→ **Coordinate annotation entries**
────────────────────────────────────────
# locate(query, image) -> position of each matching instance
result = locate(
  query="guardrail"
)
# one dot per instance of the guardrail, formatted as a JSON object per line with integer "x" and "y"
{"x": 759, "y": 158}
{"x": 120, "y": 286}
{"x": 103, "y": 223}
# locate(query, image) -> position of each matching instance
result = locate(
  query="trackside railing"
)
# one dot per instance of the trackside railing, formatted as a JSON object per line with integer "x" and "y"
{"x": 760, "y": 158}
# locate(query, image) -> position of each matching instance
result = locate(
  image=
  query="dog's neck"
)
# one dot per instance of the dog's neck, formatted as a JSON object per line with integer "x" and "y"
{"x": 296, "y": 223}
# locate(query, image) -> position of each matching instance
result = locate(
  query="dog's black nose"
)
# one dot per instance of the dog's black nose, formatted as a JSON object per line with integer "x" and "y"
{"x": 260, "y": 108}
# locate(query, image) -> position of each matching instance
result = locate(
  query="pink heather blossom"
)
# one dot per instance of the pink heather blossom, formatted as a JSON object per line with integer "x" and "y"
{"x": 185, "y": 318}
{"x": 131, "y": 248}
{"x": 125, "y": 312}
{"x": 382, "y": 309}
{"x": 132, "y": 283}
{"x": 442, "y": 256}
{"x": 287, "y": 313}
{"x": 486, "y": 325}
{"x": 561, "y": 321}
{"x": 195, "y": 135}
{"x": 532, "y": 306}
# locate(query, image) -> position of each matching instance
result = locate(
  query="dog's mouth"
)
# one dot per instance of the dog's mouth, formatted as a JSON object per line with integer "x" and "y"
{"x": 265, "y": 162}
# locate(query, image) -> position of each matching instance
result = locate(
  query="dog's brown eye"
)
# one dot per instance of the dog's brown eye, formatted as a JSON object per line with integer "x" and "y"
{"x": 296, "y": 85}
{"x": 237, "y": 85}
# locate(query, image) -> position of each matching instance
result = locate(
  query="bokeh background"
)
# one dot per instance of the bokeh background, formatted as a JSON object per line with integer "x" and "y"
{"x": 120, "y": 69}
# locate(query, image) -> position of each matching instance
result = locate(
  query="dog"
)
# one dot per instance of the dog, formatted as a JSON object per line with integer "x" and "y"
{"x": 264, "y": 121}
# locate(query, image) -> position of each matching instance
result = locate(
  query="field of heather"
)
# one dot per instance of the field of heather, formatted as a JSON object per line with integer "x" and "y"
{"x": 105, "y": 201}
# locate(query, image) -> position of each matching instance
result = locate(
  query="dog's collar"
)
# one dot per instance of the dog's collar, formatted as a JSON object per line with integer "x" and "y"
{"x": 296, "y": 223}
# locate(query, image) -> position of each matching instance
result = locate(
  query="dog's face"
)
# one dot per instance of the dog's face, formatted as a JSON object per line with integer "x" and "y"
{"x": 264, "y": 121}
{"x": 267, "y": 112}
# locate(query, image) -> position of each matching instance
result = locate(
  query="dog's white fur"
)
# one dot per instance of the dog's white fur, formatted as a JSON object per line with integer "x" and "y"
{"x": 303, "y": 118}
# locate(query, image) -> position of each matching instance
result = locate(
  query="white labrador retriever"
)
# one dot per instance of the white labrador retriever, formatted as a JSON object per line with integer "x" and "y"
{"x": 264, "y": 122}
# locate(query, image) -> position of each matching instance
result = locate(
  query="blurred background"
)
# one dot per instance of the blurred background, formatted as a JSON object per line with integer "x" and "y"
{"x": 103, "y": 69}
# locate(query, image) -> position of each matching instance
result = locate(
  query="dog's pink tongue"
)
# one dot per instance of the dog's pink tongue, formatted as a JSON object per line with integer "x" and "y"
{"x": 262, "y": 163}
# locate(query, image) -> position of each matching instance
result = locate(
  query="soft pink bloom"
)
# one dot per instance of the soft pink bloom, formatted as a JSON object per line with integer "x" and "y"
────────────────────────────────────────
→ **WHAT TO DO**
Make an exact copy of the data above.

→ **REPLY TO THE TASK**
# locate(query, image) -> position of each matching instance
result = locate(
  query="guardrail"
)
# one dot per instance of the guardrail, formatted as a JSON object per line with integer "x" and "y"
{"x": 759, "y": 158}
{"x": 120, "y": 286}
{"x": 103, "y": 223}
# locate(query, image) -> position of each matching instance
result = locate(
  query="trackside railing"
)
# one dot per instance of the trackside railing, formatted as a JSON object per line with integer "x" and "y"
{"x": 760, "y": 158}
# locate(query, image) -> position of each matching instance
result = locate(
  image=
  query="dog's neck"
)
# one dot per instance of the dog's neck, formatted as a JSON object per line with integer "x" and "y"
{"x": 296, "y": 223}
# locate(query, image) -> position of each matching instance
result = locate(
  query="dog's black nose"
)
# one dot per instance of the dog's black nose, formatted as a JSON object per line with integer "x" and "y"
{"x": 260, "y": 108}
# locate(query, image) -> position of each matching instance
result = locate(
  query="pink heather blossom"
)
# one dot per instance of the pink heather blossom, formatted as a JSON object per line with integer "x" and "y"
{"x": 185, "y": 318}
{"x": 131, "y": 248}
{"x": 125, "y": 312}
{"x": 382, "y": 309}
{"x": 132, "y": 283}
{"x": 442, "y": 256}
{"x": 287, "y": 313}
{"x": 486, "y": 325}
{"x": 561, "y": 321}
{"x": 195, "y": 135}
{"x": 532, "y": 306}
# locate(query, image) -> position of each matching instance
result = locate(
  query="dog's mouth"
)
# one dot per instance of the dog's mouth, formatted as a JSON object per line with integer "x" and "y"
{"x": 265, "y": 162}
# locate(query, image) -> position of each matching instance
result = locate(
  query="dog's brown eye"
)
# one dot per instance of the dog's brown eye, formatted as a JSON object per line with integer "x" and "y"
{"x": 296, "y": 85}
{"x": 237, "y": 85}
# locate(query, image) -> position of each matching instance
result = locate(
  query="bokeh background"
)
# one dot per instance of the bokeh background, formatted as a JSON object per line with integer "x" and "y"
{"x": 120, "y": 69}
# locate(query, image) -> position of each matching instance
result = locate(
  query="dog"
)
# one dot per instance of the dog, formatted as a JSON object per line with integer "x" and "y"
{"x": 264, "y": 121}
# locate(query, image) -> position of each matching instance
result = locate(
  query="field of heather"
)
# one dot per instance of the field of heather, formatted as a JSON object per line with integer "x" and "y"
{"x": 105, "y": 201}
# locate(query, image) -> position of each matching instance
result = locate(
  query="dog's collar"
)
# one dot per instance of the dog's collar, formatted as a JSON object per line with integer "x" and "y"
{"x": 296, "y": 223}
# locate(query, image) -> position of each matching instance
result = locate(
  query="dog's face"
)
# one dot per instance of the dog's face, formatted as a JSON object per line with integer "x" and "y"
{"x": 264, "y": 121}
{"x": 267, "y": 112}
# locate(query, image) -> position of each matching instance
result = locate(
  query="dog's white fur"
)
# one dot per instance of the dog's white fur, formatted as a JSON object per line with integer "x" and "y"
{"x": 303, "y": 118}
# locate(query, image) -> position of each matching instance
result = locate(
  query="white labrador retriever"
)
# one dot per instance of the white labrador retriever, formatted as a JSON object per line with integer "x" and "y"
{"x": 264, "y": 122}
# locate(query, image) -> position of each matching instance
result = locate(
  query="blurred background"
)
# one dot per instance of the blurred background, formatted as a JSON object per line with integer "x" and "y"
{"x": 103, "y": 69}
# locate(query, image) -> position of each matching instance
result = locate(
  query="dog's pink tongue"
)
# one dot per instance of the dog's pink tongue, formatted as a JSON object per line with integer "x" and "y"
{"x": 262, "y": 163}
# locate(query, image) -> position of each matching instance
result = locate(
  query="soft pink bloom"
)
# one dot per instance of the soft pink bloom, formatted as a JSON object per line with integer "x" and "y"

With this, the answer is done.